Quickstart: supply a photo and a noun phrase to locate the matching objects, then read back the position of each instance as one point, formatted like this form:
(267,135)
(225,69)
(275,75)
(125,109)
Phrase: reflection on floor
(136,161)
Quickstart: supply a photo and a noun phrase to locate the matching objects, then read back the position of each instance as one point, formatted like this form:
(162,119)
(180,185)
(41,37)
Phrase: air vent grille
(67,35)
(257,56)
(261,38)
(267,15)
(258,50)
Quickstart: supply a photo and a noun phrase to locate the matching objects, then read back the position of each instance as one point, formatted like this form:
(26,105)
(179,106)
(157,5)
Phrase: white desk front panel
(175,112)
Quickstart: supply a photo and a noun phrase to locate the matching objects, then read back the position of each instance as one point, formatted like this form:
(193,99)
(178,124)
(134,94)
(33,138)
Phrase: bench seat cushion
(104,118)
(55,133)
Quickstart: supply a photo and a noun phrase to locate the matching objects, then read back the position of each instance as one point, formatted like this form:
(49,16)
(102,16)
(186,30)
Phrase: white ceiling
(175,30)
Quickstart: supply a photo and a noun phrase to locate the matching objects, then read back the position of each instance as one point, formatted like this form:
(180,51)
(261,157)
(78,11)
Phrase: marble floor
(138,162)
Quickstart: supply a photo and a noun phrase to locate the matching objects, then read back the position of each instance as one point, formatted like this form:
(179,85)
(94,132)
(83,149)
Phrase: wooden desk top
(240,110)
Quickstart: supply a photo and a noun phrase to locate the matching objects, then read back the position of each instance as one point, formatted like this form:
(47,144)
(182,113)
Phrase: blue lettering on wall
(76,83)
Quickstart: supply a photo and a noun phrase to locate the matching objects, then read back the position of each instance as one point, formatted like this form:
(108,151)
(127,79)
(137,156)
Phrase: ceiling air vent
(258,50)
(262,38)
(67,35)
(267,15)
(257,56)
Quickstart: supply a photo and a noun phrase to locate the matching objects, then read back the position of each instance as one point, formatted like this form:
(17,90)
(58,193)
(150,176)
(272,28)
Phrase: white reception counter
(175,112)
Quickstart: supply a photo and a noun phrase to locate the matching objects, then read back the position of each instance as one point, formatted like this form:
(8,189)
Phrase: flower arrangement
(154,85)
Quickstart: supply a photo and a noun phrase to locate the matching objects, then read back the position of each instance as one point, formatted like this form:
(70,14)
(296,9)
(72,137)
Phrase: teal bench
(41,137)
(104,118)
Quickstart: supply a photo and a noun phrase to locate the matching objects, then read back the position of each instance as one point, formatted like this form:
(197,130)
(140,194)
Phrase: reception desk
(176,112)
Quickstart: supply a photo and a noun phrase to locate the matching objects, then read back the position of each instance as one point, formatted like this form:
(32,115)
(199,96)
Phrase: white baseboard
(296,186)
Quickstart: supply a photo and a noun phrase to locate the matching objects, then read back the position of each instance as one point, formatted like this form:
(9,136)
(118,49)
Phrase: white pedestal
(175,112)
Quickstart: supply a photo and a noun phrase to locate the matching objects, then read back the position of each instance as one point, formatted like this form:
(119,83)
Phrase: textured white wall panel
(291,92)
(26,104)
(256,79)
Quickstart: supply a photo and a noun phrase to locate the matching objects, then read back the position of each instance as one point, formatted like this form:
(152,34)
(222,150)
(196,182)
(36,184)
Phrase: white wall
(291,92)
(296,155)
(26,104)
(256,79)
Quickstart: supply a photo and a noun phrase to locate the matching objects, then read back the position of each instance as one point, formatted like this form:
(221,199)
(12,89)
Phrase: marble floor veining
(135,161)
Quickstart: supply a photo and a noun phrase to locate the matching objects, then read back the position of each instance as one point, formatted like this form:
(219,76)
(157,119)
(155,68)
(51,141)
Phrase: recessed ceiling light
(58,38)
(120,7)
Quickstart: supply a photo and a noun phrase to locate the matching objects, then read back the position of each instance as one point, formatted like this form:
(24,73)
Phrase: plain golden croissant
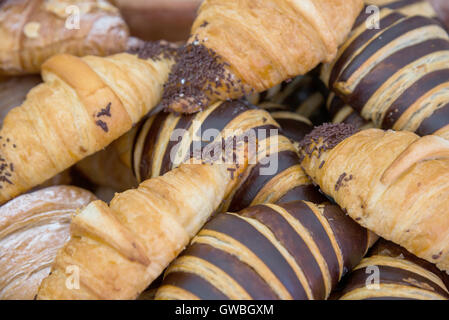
(116,251)
(33,227)
(396,184)
(33,31)
(242,46)
(297,250)
(395,75)
(83,105)
(392,273)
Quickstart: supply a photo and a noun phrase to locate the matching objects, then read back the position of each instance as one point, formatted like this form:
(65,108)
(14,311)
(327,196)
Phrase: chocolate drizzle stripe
(393,33)
(184,123)
(250,237)
(243,274)
(304,214)
(359,42)
(388,67)
(146,161)
(195,285)
(351,237)
(295,245)
(249,189)
(392,275)
(305,192)
(438,120)
(294,129)
(425,84)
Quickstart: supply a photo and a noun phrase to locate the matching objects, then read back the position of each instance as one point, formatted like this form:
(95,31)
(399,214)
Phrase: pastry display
(83,105)
(395,75)
(394,183)
(297,250)
(223,149)
(33,31)
(238,47)
(402,276)
(32,229)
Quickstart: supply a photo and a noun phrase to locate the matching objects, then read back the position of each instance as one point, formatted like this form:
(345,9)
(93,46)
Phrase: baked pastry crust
(33,31)
(121,248)
(33,227)
(396,184)
(239,46)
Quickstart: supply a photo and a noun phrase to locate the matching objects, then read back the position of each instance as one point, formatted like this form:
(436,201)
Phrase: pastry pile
(287,150)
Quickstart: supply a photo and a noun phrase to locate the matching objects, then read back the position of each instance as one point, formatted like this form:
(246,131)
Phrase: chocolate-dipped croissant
(296,250)
(396,184)
(407,7)
(395,75)
(341,112)
(240,46)
(392,273)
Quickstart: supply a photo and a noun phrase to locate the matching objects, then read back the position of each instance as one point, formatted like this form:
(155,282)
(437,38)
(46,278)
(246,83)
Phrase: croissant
(395,184)
(164,141)
(407,7)
(344,113)
(298,250)
(83,105)
(32,229)
(33,31)
(238,47)
(118,250)
(13,92)
(395,75)
(392,273)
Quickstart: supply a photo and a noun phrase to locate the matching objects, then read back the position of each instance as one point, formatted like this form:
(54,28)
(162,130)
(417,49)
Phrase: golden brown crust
(247,45)
(32,228)
(401,198)
(13,92)
(83,105)
(33,31)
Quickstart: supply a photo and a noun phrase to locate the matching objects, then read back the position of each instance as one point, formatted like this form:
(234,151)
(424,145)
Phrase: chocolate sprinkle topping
(325,137)
(105,111)
(154,50)
(197,76)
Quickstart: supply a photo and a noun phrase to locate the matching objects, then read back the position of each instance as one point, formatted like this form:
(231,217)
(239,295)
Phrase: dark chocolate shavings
(103,125)
(154,50)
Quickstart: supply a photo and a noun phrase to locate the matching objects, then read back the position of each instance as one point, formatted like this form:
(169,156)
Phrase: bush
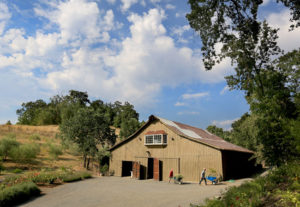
(35,137)
(25,153)
(54,151)
(1,167)
(7,145)
(76,176)
(104,169)
(13,195)
(17,171)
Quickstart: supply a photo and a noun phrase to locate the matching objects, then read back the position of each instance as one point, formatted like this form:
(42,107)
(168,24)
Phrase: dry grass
(47,135)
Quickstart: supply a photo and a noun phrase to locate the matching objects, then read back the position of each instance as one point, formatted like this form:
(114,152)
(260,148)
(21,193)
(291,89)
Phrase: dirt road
(126,192)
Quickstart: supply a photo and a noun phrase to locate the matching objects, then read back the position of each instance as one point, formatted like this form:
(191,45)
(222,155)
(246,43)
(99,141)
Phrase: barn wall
(182,155)
(238,165)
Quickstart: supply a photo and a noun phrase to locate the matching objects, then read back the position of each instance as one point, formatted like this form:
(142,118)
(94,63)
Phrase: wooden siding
(184,156)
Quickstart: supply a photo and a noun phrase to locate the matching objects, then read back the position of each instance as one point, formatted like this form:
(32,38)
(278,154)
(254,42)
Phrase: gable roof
(191,133)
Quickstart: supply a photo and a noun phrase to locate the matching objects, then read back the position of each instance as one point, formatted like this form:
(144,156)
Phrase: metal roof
(192,133)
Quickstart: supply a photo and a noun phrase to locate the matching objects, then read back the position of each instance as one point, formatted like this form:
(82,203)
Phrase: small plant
(8,122)
(10,196)
(54,151)
(25,153)
(35,137)
(104,169)
(7,145)
(17,171)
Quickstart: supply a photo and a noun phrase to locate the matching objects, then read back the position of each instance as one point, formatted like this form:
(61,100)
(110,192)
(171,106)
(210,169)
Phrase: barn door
(156,169)
(136,170)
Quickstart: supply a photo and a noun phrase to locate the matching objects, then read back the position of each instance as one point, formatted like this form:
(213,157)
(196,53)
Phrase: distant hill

::::

Written problem
Tally the lines in the entries above that contain the string "desk", matching case exactly, and reply with only that number.

Written response
3